| Passage shown |
== == ==
Possible reprex for R code that triggered this (I can't run valgrind at this second but it's this test that triggered the failure):

{code:R}
library(arrow, warn.conflicts = FALSE)
#> Some features are not enabled in this build of Arrow. Run `arrow_info()` for more information.
library(testthat, warn.conflicts = FALSE)

expect_type_equal <- function(object, expected, ...) {
  if (inherits(object, c("Array", "ChunkedArray"))) {
    object <- object$type
  }
  if (inherits(expected, c("Array", "ChunkedArray"))) {
    expected <- expected$type
  }
  expect_equal(object, expected, ...)
}

expect_r6_class <- function(object, class) {
  expect_s3_class(object, class)
  expect_s3_class(object, "R6")
}

expect_bool_function_equal <- function(array_exp, r_exp) {
  # Assert that the Array operation returns a boolean array
  # and that its contents are equal to expected
  expect_r6_class(array_exp, "ArrowDatum")
  expect_type_equal(array_exp, bool())
  expect_identical(as.vector(array_exp), r_exp)
}

expect_array_compares <- function(x, compared_to) {
  r_values <- as.vector(x)
  r_compared_to <- as.vector(compared_to)
  # Iterate over all comparison functions
  expect_bool_function_equal(x == compared_to, r_values == r_compared_to)
  expect_bool_function_equal(x != compared_to, r_values != r_compared_to)
  expect_bool_function_equal(x > compared_to, r_values > r_compared_to)
  expect_bool_function_equal(x >= compared_to, r_values >= r_compared_to)
  expect_bool_function_equal(x < compared_to, r_values < r_compared_to)
  expect_bool_function_equal(x <= compared_to, r_values <= r_compared_to)
}

expect_array_compares(ChunkedArray$create(1:3, 4:5), 4L)
{code}




> [C++] Compute kernel change introduced test-r-linux-valgrind failure
> --------------------------------------------------------------------
>
>                 Key: ARROW-17213
>                 URL: https://issues.apache.org/jira/browse/ARROW-17213
>             Project: Apache Arrow
>          Issue Type: Improvement
>          Components: C++
>            Reporter: Dewey Dunnington
>            Priority: Major
>
> It looks like a change in ARROW-17135 may have introduced a test-r-linux-valgrind nightly failure where (valgrind thinks) uninitialized values are somehow being used when comparing two arrays (the R call is `identical()`):
> The build log is here: https://dev.azure.com/ursacomputing/crossbow/_build/results?buildId=30075&view=logs&j=0da5d1d9-276d-5173-c4c4-9d4d4ed14fdb&t=d9b15392-e4ce-5e4c-0c8c-b69645229181&l=25758
> The relevant (I think) sample of the valgrind output:
> {code}
> ==5249== Conditional jump or move depends on uninitialised value(s)
> ==5249==    at 0x485207E: bcmp (in /usr/libexec/valgrind/vgpreload_memcheck-amd64-linux.so)
== == ==
| Task requirements |
Pick up the Arrow valgrind failure report after its final line and continue it.

| Records held in a dataset |
== == ==
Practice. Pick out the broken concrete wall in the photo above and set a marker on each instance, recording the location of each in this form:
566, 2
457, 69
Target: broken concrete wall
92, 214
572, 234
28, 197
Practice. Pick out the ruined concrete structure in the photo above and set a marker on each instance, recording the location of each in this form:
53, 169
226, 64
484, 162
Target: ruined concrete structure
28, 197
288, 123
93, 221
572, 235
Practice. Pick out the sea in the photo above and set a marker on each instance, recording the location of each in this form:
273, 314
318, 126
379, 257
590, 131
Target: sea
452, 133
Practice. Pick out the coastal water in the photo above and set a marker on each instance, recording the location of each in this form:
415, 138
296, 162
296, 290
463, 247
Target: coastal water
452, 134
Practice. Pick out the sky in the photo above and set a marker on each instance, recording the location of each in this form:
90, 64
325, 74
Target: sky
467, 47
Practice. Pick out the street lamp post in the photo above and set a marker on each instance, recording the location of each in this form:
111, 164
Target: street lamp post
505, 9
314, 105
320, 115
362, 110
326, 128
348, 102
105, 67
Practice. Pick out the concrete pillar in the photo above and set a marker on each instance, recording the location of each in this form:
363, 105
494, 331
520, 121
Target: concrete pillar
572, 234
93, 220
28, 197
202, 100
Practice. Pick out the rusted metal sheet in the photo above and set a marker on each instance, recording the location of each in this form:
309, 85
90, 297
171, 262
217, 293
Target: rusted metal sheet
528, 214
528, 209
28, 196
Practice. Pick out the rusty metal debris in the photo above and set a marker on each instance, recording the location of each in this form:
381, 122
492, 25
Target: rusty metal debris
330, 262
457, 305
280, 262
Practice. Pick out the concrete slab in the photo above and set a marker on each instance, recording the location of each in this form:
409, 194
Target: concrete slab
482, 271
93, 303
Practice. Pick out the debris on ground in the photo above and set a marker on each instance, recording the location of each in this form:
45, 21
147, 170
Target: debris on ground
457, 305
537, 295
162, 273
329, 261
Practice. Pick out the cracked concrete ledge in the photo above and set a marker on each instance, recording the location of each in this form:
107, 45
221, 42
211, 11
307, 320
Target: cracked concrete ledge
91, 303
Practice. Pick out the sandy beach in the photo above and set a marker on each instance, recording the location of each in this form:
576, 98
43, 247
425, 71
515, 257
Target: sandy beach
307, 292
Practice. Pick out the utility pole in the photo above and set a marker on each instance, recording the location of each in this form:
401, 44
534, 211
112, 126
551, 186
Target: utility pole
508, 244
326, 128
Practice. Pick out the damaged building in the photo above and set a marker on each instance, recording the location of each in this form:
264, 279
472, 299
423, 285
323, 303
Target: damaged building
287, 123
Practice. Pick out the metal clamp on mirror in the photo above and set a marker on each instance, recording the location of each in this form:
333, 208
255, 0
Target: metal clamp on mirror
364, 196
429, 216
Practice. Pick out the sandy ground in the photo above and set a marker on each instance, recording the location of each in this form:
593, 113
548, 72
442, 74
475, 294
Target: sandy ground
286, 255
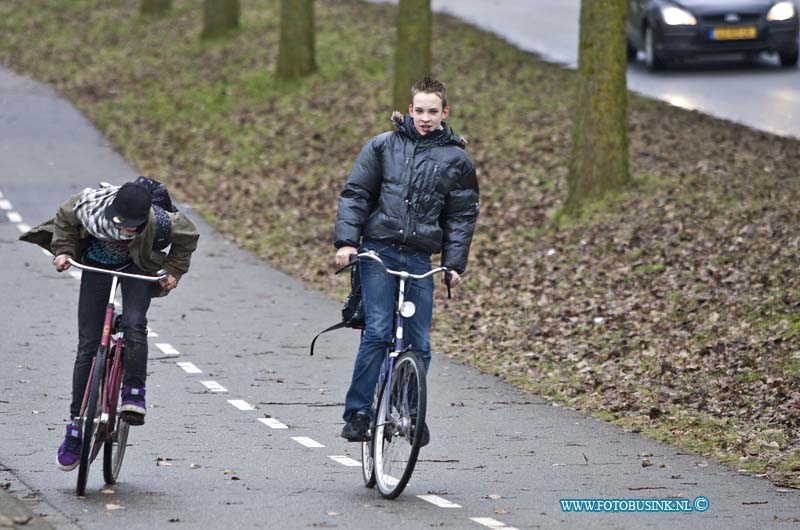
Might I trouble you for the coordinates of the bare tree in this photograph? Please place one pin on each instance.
(150, 7)
(296, 47)
(219, 16)
(599, 157)
(412, 58)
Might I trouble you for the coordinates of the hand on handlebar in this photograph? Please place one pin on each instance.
(61, 262)
(455, 278)
(343, 255)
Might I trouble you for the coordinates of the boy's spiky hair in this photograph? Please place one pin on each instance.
(429, 85)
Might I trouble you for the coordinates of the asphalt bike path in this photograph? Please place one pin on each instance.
(242, 427)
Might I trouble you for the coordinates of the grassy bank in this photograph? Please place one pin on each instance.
(673, 310)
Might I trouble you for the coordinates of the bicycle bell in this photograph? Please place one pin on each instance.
(408, 309)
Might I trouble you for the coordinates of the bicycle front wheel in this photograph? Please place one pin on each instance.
(398, 430)
(90, 421)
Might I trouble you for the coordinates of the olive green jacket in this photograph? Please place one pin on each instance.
(66, 235)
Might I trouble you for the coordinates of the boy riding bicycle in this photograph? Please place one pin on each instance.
(116, 227)
(411, 193)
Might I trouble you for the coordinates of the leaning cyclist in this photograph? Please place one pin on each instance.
(411, 193)
(116, 227)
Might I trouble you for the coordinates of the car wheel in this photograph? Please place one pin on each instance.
(652, 58)
(632, 51)
(789, 59)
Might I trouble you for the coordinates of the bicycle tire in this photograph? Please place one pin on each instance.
(397, 437)
(367, 448)
(90, 426)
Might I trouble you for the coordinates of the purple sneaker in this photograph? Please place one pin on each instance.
(133, 406)
(69, 453)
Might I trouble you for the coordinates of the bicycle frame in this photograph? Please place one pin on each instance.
(387, 368)
(113, 367)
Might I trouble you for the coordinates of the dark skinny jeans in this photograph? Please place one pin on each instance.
(136, 296)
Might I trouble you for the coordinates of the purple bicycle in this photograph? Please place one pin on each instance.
(99, 421)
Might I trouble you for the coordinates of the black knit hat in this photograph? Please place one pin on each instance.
(131, 206)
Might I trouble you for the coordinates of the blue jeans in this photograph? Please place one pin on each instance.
(378, 291)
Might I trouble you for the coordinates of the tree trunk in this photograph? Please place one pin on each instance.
(219, 16)
(296, 48)
(150, 7)
(599, 157)
(412, 56)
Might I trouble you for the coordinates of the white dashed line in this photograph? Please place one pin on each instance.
(167, 349)
(438, 501)
(214, 386)
(494, 524)
(190, 368)
(273, 423)
(345, 461)
(241, 405)
(306, 441)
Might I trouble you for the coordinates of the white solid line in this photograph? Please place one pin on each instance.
(306, 441)
(273, 423)
(214, 386)
(438, 501)
(190, 368)
(167, 349)
(241, 404)
(345, 461)
(494, 524)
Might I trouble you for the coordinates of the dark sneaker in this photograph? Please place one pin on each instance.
(69, 453)
(357, 428)
(133, 406)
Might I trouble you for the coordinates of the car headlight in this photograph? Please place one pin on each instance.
(781, 11)
(675, 16)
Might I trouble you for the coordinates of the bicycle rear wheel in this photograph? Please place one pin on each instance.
(400, 419)
(91, 422)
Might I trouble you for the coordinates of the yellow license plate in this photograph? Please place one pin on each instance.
(740, 33)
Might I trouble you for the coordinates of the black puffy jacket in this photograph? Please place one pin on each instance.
(419, 191)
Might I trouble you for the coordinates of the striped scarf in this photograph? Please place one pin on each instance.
(91, 211)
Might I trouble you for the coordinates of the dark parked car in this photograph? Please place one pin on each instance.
(673, 29)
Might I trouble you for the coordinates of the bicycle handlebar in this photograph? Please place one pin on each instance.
(160, 275)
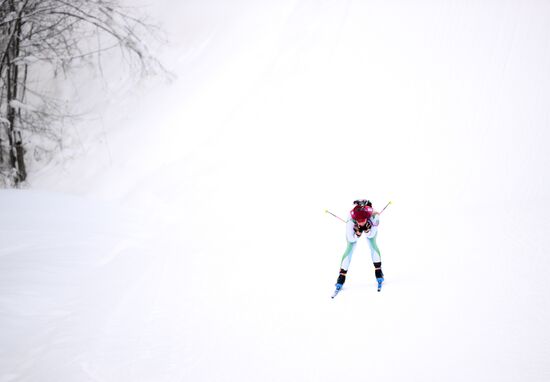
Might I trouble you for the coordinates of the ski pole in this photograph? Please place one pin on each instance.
(337, 217)
(385, 207)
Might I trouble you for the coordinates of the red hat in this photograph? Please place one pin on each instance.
(361, 213)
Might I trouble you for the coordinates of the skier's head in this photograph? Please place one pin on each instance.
(361, 213)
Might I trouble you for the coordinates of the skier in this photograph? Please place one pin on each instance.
(364, 221)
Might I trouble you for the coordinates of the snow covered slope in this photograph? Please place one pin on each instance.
(196, 247)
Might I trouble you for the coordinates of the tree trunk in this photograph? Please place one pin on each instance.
(17, 161)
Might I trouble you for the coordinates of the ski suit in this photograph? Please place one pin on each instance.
(370, 233)
(352, 238)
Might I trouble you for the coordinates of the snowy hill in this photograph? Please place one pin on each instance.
(188, 240)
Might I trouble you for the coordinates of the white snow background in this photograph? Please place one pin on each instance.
(184, 238)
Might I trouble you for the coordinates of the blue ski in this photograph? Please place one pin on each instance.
(338, 289)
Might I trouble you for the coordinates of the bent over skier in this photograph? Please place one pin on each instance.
(364, 222)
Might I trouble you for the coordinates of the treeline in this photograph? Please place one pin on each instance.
(55, 34)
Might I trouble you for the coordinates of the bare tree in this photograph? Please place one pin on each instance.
(59, 33)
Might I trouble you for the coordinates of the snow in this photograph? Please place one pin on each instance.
(183, 236)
== == ==
| Result for this exercise |
> ==5249==    by 0x49E831E: R_compute_identical (identical.c:233)
> ==5249==    by 0x49E7B8E: do_identical (identical.c:94)
> ==5249==    by 0x49B24EC: bcEval (eval.c:7126)
> ==5249==    by 0x499DB93: Rf_eval (eval.c:748)
> ==5249==    by 0x49A0902: R_execClosure (eval.c:1918)
> ==5249==    by 0x49A05B5: Rf_applyClosure (eval.c:1844)
> ==5249==    by 0x49B2120: bcEval (eval.c:7094)
> ==5249==    by 0x499DB93: Rf_eval (eval.c:748)
> ==5249==    by 0x49A0902: R_execClosure (eval.c:1918)
> ==5249==    by 0x49A05B5: Rf_applyClosure (eval.c:1844)
> ==5249==    by 0x49B2120: bcEval (eval.c:7094)
> ==5249==  Uninitialised value was created by a heap allocation
> ==5249==    at 0x484DE30: memalign (in /usr/libexec/valgrind/vgpreload_memcheck-amd64-linux.so)
> ==5249==    by 0x484DF92: posix_memalign (in /usr/libexec/valgrind/vgpreload_memcheck-amd64-linux.so)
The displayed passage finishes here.